▶ [Stored entries]:
++++++
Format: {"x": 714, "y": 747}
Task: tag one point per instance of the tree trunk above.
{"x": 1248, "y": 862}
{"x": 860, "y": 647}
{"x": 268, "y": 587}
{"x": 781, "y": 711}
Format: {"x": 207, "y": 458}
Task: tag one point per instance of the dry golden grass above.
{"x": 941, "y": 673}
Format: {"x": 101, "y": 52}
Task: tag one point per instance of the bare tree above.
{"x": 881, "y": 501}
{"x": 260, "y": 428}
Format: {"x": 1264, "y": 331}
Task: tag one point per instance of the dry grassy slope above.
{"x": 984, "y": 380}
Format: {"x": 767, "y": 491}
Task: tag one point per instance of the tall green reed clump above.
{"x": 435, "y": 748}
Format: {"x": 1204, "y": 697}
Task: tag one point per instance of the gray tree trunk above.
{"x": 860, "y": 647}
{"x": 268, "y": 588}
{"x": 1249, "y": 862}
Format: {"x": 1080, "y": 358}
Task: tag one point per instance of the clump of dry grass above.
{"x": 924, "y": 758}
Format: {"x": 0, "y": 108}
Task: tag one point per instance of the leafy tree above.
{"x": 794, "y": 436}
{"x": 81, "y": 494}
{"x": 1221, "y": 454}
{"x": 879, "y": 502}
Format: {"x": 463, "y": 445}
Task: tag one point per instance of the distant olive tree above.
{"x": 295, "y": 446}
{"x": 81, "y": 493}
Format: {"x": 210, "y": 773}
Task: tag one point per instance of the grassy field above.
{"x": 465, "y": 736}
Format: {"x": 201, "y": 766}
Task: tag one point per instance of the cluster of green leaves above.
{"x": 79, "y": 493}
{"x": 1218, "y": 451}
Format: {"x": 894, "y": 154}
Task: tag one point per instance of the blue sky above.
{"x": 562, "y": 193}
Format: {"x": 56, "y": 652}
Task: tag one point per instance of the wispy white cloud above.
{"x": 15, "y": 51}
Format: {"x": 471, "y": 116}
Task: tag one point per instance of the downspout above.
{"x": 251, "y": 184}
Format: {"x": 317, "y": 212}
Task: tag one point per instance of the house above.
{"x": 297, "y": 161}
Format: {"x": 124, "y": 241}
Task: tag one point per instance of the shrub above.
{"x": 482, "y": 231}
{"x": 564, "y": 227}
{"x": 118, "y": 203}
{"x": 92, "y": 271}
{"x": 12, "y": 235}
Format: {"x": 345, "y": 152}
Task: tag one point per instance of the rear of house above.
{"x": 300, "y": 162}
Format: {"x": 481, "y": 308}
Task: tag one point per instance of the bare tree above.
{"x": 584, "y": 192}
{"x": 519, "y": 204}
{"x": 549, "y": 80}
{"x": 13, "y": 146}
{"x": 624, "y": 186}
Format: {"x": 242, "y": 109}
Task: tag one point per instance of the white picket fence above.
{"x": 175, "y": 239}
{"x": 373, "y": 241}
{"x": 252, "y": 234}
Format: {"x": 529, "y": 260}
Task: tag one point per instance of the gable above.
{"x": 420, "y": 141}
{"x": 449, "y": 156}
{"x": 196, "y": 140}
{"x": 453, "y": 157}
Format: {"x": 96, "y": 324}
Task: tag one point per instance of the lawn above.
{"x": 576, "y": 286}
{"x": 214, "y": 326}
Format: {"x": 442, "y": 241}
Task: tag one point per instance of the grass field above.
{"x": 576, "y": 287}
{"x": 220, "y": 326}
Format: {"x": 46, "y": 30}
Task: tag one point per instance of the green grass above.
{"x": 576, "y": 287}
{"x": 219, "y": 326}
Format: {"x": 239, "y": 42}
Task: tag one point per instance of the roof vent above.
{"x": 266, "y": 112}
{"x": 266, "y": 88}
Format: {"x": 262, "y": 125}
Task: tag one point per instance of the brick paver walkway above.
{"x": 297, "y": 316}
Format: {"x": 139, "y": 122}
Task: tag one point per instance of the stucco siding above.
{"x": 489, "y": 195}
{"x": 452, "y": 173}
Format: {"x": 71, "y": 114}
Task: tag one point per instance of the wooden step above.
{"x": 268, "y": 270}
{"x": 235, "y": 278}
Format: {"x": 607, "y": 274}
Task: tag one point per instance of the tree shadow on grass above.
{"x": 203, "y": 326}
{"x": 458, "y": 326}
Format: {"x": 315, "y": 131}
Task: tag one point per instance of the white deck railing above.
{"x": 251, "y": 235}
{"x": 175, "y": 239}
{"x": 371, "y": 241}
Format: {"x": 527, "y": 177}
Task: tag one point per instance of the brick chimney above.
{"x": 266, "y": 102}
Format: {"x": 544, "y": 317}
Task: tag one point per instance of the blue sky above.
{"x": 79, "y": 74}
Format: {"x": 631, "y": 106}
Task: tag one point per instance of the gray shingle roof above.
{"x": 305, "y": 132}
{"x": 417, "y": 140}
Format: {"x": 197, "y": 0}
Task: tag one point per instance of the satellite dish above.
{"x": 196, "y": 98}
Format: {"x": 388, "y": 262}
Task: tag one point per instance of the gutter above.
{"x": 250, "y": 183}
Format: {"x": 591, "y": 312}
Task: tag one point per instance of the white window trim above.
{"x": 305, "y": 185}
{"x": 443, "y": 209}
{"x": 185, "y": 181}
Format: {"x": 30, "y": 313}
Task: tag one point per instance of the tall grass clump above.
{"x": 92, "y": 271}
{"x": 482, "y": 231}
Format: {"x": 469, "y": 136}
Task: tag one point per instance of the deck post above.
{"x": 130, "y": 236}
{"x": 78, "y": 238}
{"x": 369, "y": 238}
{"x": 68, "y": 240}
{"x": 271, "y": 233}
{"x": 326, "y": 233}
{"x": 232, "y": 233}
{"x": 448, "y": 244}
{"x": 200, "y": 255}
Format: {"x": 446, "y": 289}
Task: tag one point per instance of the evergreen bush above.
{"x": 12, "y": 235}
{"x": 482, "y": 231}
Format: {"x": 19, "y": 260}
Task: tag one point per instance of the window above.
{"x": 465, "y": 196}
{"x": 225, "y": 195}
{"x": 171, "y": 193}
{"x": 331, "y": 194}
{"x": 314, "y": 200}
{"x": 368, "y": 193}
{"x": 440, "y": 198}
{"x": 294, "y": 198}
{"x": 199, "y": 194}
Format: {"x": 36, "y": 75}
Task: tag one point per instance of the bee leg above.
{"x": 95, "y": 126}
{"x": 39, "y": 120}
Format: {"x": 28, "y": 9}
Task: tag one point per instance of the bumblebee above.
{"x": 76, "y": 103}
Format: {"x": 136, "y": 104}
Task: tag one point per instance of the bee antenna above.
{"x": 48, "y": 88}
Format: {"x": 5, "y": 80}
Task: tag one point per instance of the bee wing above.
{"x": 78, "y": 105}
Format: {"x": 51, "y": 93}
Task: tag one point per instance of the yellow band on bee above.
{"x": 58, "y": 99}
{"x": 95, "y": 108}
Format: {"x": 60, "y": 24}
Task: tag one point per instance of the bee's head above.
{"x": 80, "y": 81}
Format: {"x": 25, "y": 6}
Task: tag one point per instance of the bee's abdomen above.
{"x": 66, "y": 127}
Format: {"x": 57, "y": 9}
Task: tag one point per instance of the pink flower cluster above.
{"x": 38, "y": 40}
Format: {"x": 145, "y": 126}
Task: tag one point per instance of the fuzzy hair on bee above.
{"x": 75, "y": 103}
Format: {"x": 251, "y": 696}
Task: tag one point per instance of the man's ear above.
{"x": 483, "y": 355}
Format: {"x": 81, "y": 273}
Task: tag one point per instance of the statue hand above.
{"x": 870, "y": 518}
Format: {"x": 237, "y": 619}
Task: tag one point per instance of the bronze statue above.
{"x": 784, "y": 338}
++++++
▶ [Instruction]: Reproduce all of the entries word for word.

▶ [Answer below]:
Format: {"x": 714, "y": 747}
Task: tag one point per instance of the tree trunk above.
{"x": 1248, "y": 862}
{"x": 860, "y": 647}
{"x": 268, "y": 587}
{"x": 781, "y": 711}
Format: {"x": 207, "y": 458}
Task: tag one point per instance of the dry golden grass above.
{"x": 941, "y": 673}
Format: {"x": 101, "y": 52}
Task: tag one point per instance of the bare tree above.
{"x": 881, "y": 501}
{"x": 260, "y": 428}
Format: {"x": 1264, "y": 331}
Task: tag one point per instance of the dry grassy slope above.
{"x": 984, "y": 380}
Format: {"x": 767, "y": 491}
Task: tag one point per instance of the tall green reed clump above.
{"x": 435, "y": 748}
Format: {"x": 1204, "y": 697}
Task: tag one point per instance of the gray tree trunk above.
{"x": 860, "y": 647}
{"x": 268, "y": 588}
{"x": 1249, "y": 862}
Format: {"x": 1080, "y": 358}
Task: tag one point per instance of the clump of dry grass above.
{"x": 924, "y": 758}
Format: {"x": 0, "y": 108}
Task: tag one point per instance of the leafy tree above.
{"x": 794, "y": 436}
{"x": 81, "y": 494}
{"x": 1221, "y": 454}
{"x": 879, "y": 502}
Format: {"x": 463, "y": 445}
Task: tag one point per instance of the distant olive tree above.
{"x": 295, "y": 446}
{"x": 81, "y": 493}
Format: {"x": 210, "y": 773}
Task: tag one point per instance of the grassy field above.
{"x": 465, "y": 736}
Format: {"x": 201, "y": 766}
Task: tag one point per instance of the cluster of green leaves above.
{"x": 79, "y": 493}
{"x": 1218, "y": 451}
Format: {"x": 894, "y": 154}
Task: tag one point per instance of the blue sky above.
{"x": 562, "y": 193}
Format: {"x": 56, "y": 652}
Task: tag one point per instance of the wispy white cloud above.
{"x": 15, "y": 51}
Format: {"x": 471, "y": 116}
Task: tag one point per instance of the downspout above.
{"x": 251, "y": 184}
Format: {"x": 317, "y": 212}
Task: tag one point per instance of the house above.
{"x": 297, "y": 161}
Format: {"x": 124, "y": 241}
Task: tag one point per instance of the shrub above.
{"x": 482, "y": 231}
{"x": 564, "y": 227}
{"x": 118, "y": 203}
{"x": 92, "y": 271}
{"x": 12, "y": 235}
Format: {"x": 345, "y": 152}
Task: tag one point per instance of the rear of house above.
{"x": 300, "y": 162}
Format: {"x": 481, "y": 308}
Task: tag one point per instance of the bare tree above.
{"x": 584, "y": 192}
{"x": 519, "y": 204}
{"x": 549, "y": 80}
{"x": 13, "y": 146}
{"x": 624, "y": 186}
Format: {"x": 242, "y": 109}
Task: tag one point per instance of the white picket fence above.
{"x": 175, "y": 239}
{"x": 373, "y": 241}
{"x": 252, "y": 234}
Format: {"x": 529, "y": 260}
Task: tag one point per instance of the gable above.
{"x": 420, "y": 141}
{"x": 449, "y": 156}
{"x": 196, "y": 140}
{"x": 453, "y": 157}
Format: {"x": 96, "y": 324}
Task: tag one point per instance of the lawn above.
{"x": 576, "y": 286}
{"x": 214, "y": 326}
Format: {"x": 442, "y": 241}
Task: tag one point per instance of the grass field above.
{"x": 576, "y": 287}
{"x": 220, "y": 326}
Format: {"x": 46, "y": 30}
Task: tag one point per instance of the green grass above.
{"x": 576, "y": 287}
{"x": 219, "y": 326}
Format: {"x": 239, "y": 42}
Task: tag one point per instance of the roof vent above.
{"x": 266, "y": 112}
{"x": 266, "y": 88}
Format: {"x": 262, "y": 125}
Task: tag one point per instance of the brick paver walkway above.
{"x": 297, "y": 316}
Format: {"x": 139, "y": 122}
Task: tag one point per instance of the stucco siding above.
{"x": 489, "y": 195}
{"x": 452, "y": 173}
Format: {"x": 71, "y": 114}
Task: tag one point per instance of the wooden step above.
{"x": 268, "y": 270}
{"x": 235, "y": 278}
Format: {"x": 607, "y": 274}
Task: tag one point per instance of the tree shadow on grass above.
{"x": 203, "y": 326}
{"x": 458, "y": 326}
Format: {"x": 315, "y": 131}
Task: tag one point per instance of the white deck railing above.
{"x": 251, "y": 235}
{"x": 175, "y": 239}
{"x": 371, "y": 241}
Format: {"x": 527, "y": 177}
Task: tag one point per instance of the brick chimney above.
{"x": 266, "y": 102}
Format: {"x": 544, "y": 317}
Task: tag one point per instance of the blue sky above.
{"x": 79, "y": 74}
Format: {"x": 631, "y": 106}
Task: tag one point per instance of the gray shingle roof above.
{"x": 305, "y": 132}
{"x": 417, "y": 140}
Format: {"x": 197, "y": 0}
Task: tag one point per instance of the satellite dish above.
{"x": 196, "y": 98}
Format: {"x": 388, "y": 262}
Task: tag one point per instance of the gutter above.
{"x": 250, "y": 183}
Format: {"x": 591, "y": 312}
Task: tag one point per instance of the white window trim above.
{"x": 305, "y": 185}
{"x": 443, "y": 209}
{"x": 185, "y": 181}
Format: {"x": 30, "y": 313}
Task: tag one point per instance of the tall grass clump above.
{"x": 92, "y": 271}
{"x": 482, "y": 231}
Format: {"x": 469, "y": 136}
Task: tag one point per instance of the deck post above.
{"x": 130, "y": 236}
{"x": 78, "y": 238}
{"x": 369, "y": 238}
{"x": 68, "y": 240}
{"x": 271, "y": 233}
{"x": 326, "y": 233}
{"x": 232, "y": 233}
{"x": 448, "y": 244}
{"x": 200, "y": 255}
Format: {"x": 446, "y": 289}
Task: tag one point per instance of the evergreen bush above.
{"x": 12, "y": 235}
{"x": 482, "y": 231}
Format: {"x": 19, "y": 260}
Task: tag one point per instance of the window above.
{"x": 465, "y": 196}
{"x": 225, "y": 195}
{"x": 171, "y": 193}
{"x": 331, "y": 194}
{"x": 314, "y": 200}
{"x": 368, "y": 193}
{"x": 440, "y": 198}
{"x": 294, "y": 198}
{"x": 199, "y": 194}
Format: {"x": 36, "y": 75}
Task: tag one point per instance of the bee leg above.
{"x": 95, "y": 126}
{"x": 39, "y": 120}
Format: {"x": 28, "y": 9}
Task: tag one point per instance of the bumblebee above.
{"x": 76, "y": 103}
Format: {"x": 136, "y": 104}
Task: tag one point per instance of the bee antenna above.
{"x": 48, "y": 88}
Format: {"x": 5, "y": 80}
Task: tag one point per instance of the bee wing above.
{"x": 78, "y": 105}
Format: {"x": 51, "y": 93}
Task: tag one point per instance of the yellow band on bee above.
{"x": 58, "y": 99}
{"x": 95, "y": 108}
Format: {"x": 60, "y": 24}
Task: tag one point per instance of the bee's head above.
{"x": 80, "y": 81}
Format: {"x": 25, "y": 6}
Task: tag one point per instance of the bee's abdomen above.
{"x": 66, "y": 127}
Format: {"x": 57, "y": 9}
Task: tag one point per instance of the pink flower cluster above.
{"x": 38, "y": 40}
Format: {"x": 145, "y": 126}
Task: tag one point per instance of the fuzzy hair on bee above.
{"x": 75, "y": 103}
Format: {"x": 251, "y": 696}
Task: tag one point per instance of the man's ear above.
{"x": 483, "y": 355}
Format: {"x": 81, "y": 273}
Task: tag one point per instance of the statue hand above.
{"x": 870, "y": 518}
Format: {"x": 237, "y": 619}
Task: tag one point per instance of the bronze statue above.
{"x": 784, "y": 338}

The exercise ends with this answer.